BEGIN RECORDS TO USE
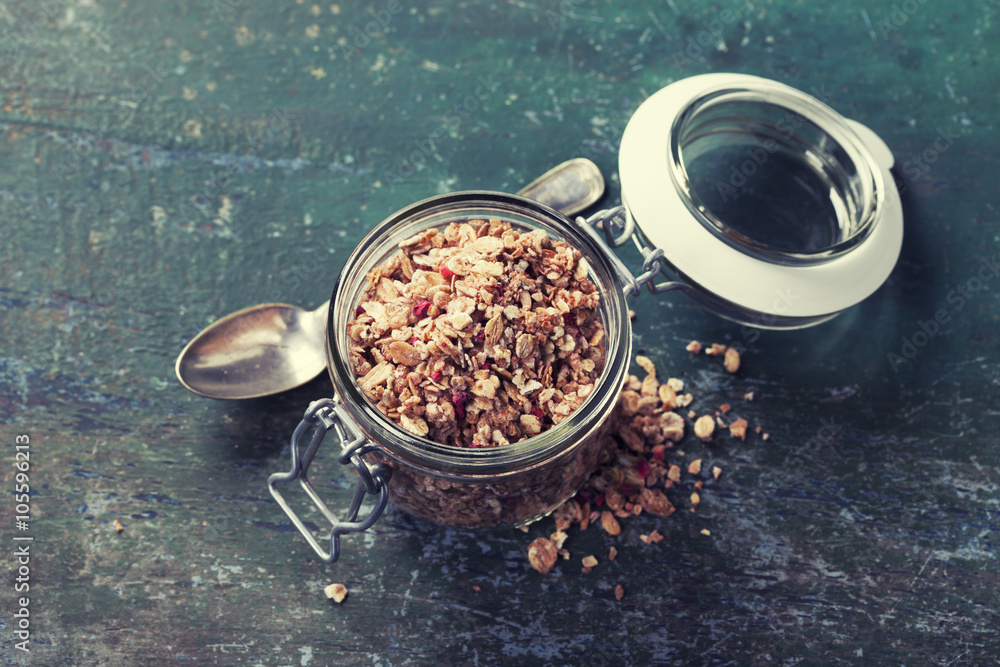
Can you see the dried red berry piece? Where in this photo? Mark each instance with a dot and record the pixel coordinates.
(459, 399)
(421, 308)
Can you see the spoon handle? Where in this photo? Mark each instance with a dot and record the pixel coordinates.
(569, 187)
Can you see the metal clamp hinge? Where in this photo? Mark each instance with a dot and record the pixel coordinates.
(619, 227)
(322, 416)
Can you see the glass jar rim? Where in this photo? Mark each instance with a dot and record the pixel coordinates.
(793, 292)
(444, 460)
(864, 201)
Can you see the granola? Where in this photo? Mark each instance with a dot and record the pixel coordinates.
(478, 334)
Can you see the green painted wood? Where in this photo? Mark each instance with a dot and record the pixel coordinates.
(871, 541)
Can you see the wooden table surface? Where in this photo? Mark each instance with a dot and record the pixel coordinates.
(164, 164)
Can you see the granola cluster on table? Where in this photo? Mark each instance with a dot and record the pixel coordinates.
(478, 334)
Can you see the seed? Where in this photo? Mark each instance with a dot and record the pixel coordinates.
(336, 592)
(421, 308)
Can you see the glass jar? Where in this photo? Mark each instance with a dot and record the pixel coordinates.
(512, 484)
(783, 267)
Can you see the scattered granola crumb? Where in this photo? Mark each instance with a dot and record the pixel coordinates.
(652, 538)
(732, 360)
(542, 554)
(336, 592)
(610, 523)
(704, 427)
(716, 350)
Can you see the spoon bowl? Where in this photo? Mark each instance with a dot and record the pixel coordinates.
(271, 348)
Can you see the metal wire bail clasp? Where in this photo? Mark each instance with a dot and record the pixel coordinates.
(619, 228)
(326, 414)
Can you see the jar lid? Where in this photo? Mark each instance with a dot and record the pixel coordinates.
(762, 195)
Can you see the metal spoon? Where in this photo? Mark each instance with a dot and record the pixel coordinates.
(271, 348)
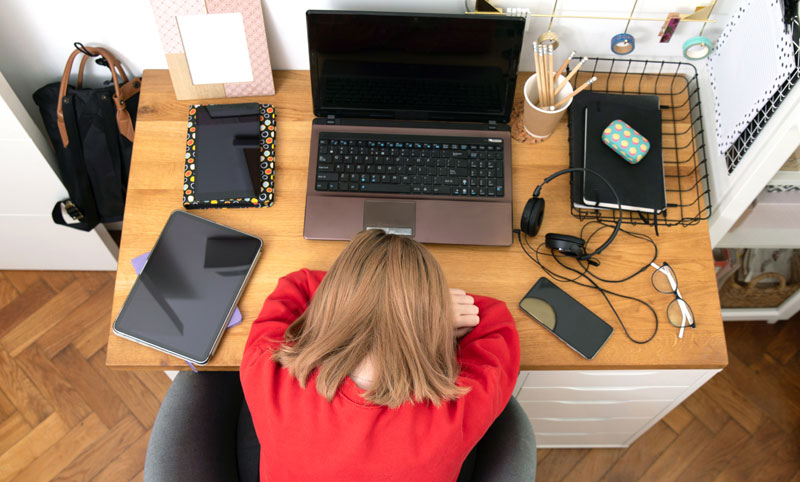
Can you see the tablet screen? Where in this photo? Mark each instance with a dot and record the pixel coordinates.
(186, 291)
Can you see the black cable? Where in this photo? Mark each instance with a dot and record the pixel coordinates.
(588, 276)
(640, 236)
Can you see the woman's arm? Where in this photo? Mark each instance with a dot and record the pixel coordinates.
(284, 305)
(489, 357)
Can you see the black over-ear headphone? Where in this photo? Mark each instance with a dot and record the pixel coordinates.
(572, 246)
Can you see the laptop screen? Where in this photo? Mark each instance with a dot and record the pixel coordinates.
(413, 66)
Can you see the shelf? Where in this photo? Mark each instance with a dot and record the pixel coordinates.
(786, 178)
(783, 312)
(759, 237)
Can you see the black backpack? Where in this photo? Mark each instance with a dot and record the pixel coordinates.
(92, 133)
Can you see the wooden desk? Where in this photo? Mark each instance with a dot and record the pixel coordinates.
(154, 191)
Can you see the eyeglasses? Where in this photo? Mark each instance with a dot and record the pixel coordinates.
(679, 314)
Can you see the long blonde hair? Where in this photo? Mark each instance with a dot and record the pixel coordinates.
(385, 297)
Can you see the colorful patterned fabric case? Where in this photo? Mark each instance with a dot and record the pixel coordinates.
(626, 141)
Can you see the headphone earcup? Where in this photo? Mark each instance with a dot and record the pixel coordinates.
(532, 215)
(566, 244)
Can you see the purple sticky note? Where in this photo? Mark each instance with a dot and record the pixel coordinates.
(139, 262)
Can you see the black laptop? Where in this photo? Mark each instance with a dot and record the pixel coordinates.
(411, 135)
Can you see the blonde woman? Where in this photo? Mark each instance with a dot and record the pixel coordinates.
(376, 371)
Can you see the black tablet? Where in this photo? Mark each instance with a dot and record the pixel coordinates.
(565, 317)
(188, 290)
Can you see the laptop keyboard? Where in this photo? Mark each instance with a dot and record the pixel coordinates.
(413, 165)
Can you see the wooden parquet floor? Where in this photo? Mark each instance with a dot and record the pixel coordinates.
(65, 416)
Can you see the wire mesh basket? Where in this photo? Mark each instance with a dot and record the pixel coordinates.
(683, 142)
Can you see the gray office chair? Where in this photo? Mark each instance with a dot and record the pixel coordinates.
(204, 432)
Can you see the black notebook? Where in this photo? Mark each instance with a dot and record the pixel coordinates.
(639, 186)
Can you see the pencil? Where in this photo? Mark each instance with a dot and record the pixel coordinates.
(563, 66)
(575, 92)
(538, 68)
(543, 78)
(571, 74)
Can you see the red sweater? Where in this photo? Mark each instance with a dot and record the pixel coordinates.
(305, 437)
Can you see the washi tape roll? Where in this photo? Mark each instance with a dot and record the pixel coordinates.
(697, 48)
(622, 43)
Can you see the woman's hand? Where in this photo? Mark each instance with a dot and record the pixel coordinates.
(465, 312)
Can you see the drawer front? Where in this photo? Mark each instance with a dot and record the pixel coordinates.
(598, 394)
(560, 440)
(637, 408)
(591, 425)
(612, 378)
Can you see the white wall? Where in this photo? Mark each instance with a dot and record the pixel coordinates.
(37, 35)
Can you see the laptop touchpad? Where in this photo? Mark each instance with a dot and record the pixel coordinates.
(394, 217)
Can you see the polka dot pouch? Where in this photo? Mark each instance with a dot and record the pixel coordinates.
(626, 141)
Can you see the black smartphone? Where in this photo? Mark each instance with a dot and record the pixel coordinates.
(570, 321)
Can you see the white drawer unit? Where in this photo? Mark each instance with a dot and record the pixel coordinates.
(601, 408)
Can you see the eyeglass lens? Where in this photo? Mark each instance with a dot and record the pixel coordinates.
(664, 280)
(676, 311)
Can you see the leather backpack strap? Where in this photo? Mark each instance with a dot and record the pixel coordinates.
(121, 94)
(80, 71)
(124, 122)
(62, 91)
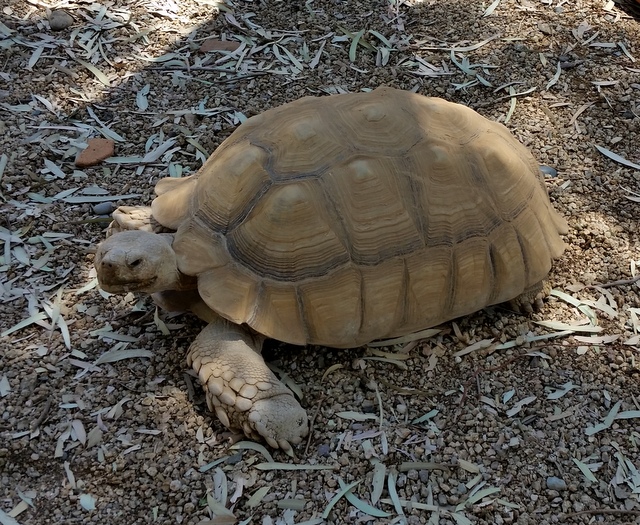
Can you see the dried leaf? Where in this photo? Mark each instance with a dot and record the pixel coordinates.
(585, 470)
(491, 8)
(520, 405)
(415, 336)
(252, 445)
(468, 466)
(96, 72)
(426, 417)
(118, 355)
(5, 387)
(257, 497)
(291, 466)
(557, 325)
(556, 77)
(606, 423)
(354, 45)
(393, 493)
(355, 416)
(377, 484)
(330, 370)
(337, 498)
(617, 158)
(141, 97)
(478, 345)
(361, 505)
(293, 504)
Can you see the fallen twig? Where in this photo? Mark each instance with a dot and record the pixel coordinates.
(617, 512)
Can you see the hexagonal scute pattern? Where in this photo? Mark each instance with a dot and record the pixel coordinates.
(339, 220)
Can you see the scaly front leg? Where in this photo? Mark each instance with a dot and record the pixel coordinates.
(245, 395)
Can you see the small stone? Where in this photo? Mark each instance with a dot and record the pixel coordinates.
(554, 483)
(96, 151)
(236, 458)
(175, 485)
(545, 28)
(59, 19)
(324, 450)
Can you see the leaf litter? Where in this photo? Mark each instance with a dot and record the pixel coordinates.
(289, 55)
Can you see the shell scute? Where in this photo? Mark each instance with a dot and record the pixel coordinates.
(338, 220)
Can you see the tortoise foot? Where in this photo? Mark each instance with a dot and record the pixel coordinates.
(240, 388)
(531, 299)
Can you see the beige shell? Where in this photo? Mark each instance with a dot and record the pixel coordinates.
END RECORDS TO USE
PROBLEM DETAILS
Repeat the data exactly, without the pictures.

RESULT
Can you see the dried red berry piece? Where in this photo? Mark each instance with a dot and record the pixel coordinates.
(459, 399)
(421, 308)
Can you see the spoon handle? Where in this photo? Mark each instance with a dot and record the pixel coordinates.
(569, 187)
Can you see the metal clamp hinge? Where in this photo? Mark each instance with a dot and record the pixel coordinates.
(619, 227)
(322, 416)
Can you see the glass jar rim? Where in this photo? Mark each instance with a dot and record the pixel coordinates.
(793, 292)
(444, 460)
(864, 201)
Can you see the granola? Where in this photo? Mark each instance with a dot and record the pixel coordinates.
(478, 334)
Can you see the green painted wood? Where in this photo? Mark each instance with a dot and record the pixel coordinates.
(871, 541)
Can you see the wooden table surface? Where in this photo? Mark each instance with a dot and record the pixel coordinates.
(164, 164)
Can you see the granola cluster on table? Where in this photo? Mark each instance with a dot and record the pixel coordinates.
(478, 334)
Can you see the seed? Where in this photo? Mark each instance with a dot and record the pixel coordinates.
(336, 592)
(421, 308)
Can you see the glass jar? Where in this photo? Mark each instance with a dot and record the pixel coordinates.
(512, 484)
(783, 267)
Can you see the scattered granola crumb? Where in this photo? Mark each instance with a dot and record the pixel coordinates.
(652, 538)
(732, 360)
(542, 554)
(336, 592)
(610, 523)
(704, 427)
(716, 350)
Can you see the spoon bowl? Where in this photo? Mark each instance with a dot and record the pixel coordinates.
(271, 348)
Can you see the metal wire bail clasp? Where in this photo? Mark each instance with a dot and record the pixel coordinates.
(619, 228)
(326, 414)
Can you see the jar lid? Where in this photo? Mark each instance with a dot and record the pixel coordinates.
(762, 195)
Can you see the metal spoon? Where in this photo? Mark each instance with a dot and record the pixel coordinates.
(271, 348)
Can you see the tablet screen? Where in this photo? Mark each instance with a dot and record the pixel coordinates.
(186, 291)
Can you see the black cable? Where in this photo? Mark each instance with a dot and record the pixel coordinates.
(588, 276)
(640, 236)
Can you see the woman's arm? Where in this photo? Mark each instance with a dot and record the pixel coordinates.
(284, 305)
(489, 357)
Can you see the black over-ear headphone? Where in this photo? Mark each instance with a dot and record the pixel coordinates.
(572, 246)
Can you see the laptop screen? Where in this photo? Mark each instance with a dot and record the pixel coordinates.
(413, 66)
Can you see the shelf? Where in this photo? Mark each instance with a dot and record the pixel coordinates.
(786, 178)
(783, 312)
(759, 237)
Can you see the black backpack? Where in this photo? Mark each instance with a dot and record the pixel coordinates.
(92, 133)
Can you see the wooden desk? Where in this photo? Mark each instance with a dot and record the pixel coordinates.
(154, 191)
Can you see the eyeglasses? Where in this photo? Mark each instance with a dot and record the pixel coordinates.
(679, 314)
Can you see the long blonde hair? Where in this photo? Mark each instance with a dot and record the pixel coordinates.
(385, 297)
Can you see the colorful patterned fabric case? Where in this photo? Mark each instance with a dot and record the pixel coordinates.
(626, 141)
Can you see the headphone earcup? Where in this photo? Mark each instance with a dot and record the pixel coordinates.
(532, 215)
(566, 244)
Can you see the purple sticky note? Where in this photo? Mark each instance with a dot and record the pixel coordinates.
(139, 262)
Can you see the black laptop? Where in this photo? Mark each instance with a dot and record the pixel coordinates.
(411, 135)
Can you see the blonde woman? Where in this photo? Mark each instance with a dot and record the pixel coordinates.
(376, 371)
Can you see the black tablet? Where in this photo? Mark each instance with a dot and record the pixel coordinates.
(565, 317)
(188, 290)
Can you see the laptop keyboard? Where in this photo? Mark each instance with a dot and record the pixel coordinates.
(413, 165)
Can you see the wooden parquet floor? Where in this photo? Mark each instance with a dot and record the pixel coordinates.
(65, 416)
Can you see the wire mesh basket? Where in this photo? Mark each instance with a dot and record the pixel coordinates.
(683, 142)
Can you see the gray office chair? Where in this photo? Mark each instance with a dot and record the pixel coordinates.
(204, 432)
Can you see the black notebook? Where in this photo? Mark each instance with a dot and record the pixel coordinates.
(639, 186)
Can you see the pencil? Where in this photo? Mark each instance with a dot and record the pixel coordinates.
(563, 66)
(575, 92)
(538, 68)
(543, 78)
(571, 74)
Can you see the red sweater? Where in this photo? Mark each instance with a dot and record the pixel coordinates.
(305, 437)
Can you see the washi tape roll? Where in this photo? Mark each instance with a dot and record the pixel coordinates.
(697, 48)
(622, 43)
Can you see the woman's hand? Where in this photo? Mark each instance with a dot and record the pixel coordinates.
(465, 312)
Can you see the drawer front? Where in this photo? Mark each instance with a dot and record the pixel coordinates.
(598, 394)
(560, 440)
(637, 408)
(591, 425)
(612, 378)
Can you see the white wall? Where in this photo? Mark each instance with a dot and record the pixel coordinates.
(37, 35)
Can you see the laptop touchpad? Where in this photo? Mark each instance with a dot and record the pixel coordinates.
(394, 217)
Can you see the polka dot pouch? Where in this photo? Mark each instance with a dot and record the pixel coordinates.
(626, 141)
Can you see the black smartphone? Where in this photo? Mark each instance with a dot and record the pixel coordinates.
(570, 321)
Can you see the white drawer unit? Where in this photo? Mark each instance with a dot and record the pixel coordinates.
(601, 408)
Can you see the eyeglass lens? Where in this photo? Mark each instance with a dot and record the pixel coordinates.
(664, 280)
(676, 311)
Can you see the leather backpack strap? Where in this photo? Mark each instance with a dot and record the pixel coordinates.
(121, 94)
(80, 71)
(124, 122)
(62, 91)
Can you see the dried leaf? Where in this photo? Mark each instance with a dot and record the pixel coordinates.
(585, 470)
(491, 8)
(520, 405)
(415, 336)
(252, 445)
(468, 466)
(96, 72)
(426, 417)
(118, 355)
(5, 387)
(257, 497)
(291, 466)
(557, 325)
(556, 77)
(606, 423)
(354, 45)
(393, 493)
(355, 416)
(377, 484)
(330, 370)
(337, 498)
(617, 158)
(141, 97)
(478, 345)
(361, 505)
(293, 504)
Can you see the fallen twig? Where in this photo? Mark each instance with a dot and record the pixel coordinates.
(617, 512)
Can you see the hexagonal scute pattern? Where in this photo? Mark each instance with a dot and record the pixel coordinates.
(339, 220)
Can you see the scaly front leg? Where in this photo? Mark each instance with a dot and record the pixel coordinates.
(245, 395)
Can you see the small stone? Where in this photo? Mark each instance with a dot and record the pixel coordinates.
(554, 483)
(96, 151)
(236, 458)
(175, 485)
(545, 28)
(59, 19)
(324, 450)
Can you see the leaf litter? Where in this photo? Mark each instance with a dot and record the pixel coordinates.
(289, 55)
Can you see the shell scute? Where in this photo? Mark each instance with a dot and record the pixel coordinates.
(338, 220)
Can you see the tortoise foot? Where in this photo? Mark each instance with a dot and record the pixel coordinates.
(240, 388)
(531, 299)
Can you see the beige shell? Where in this photo? Mark each instance with a dot and record the pixel coordinates.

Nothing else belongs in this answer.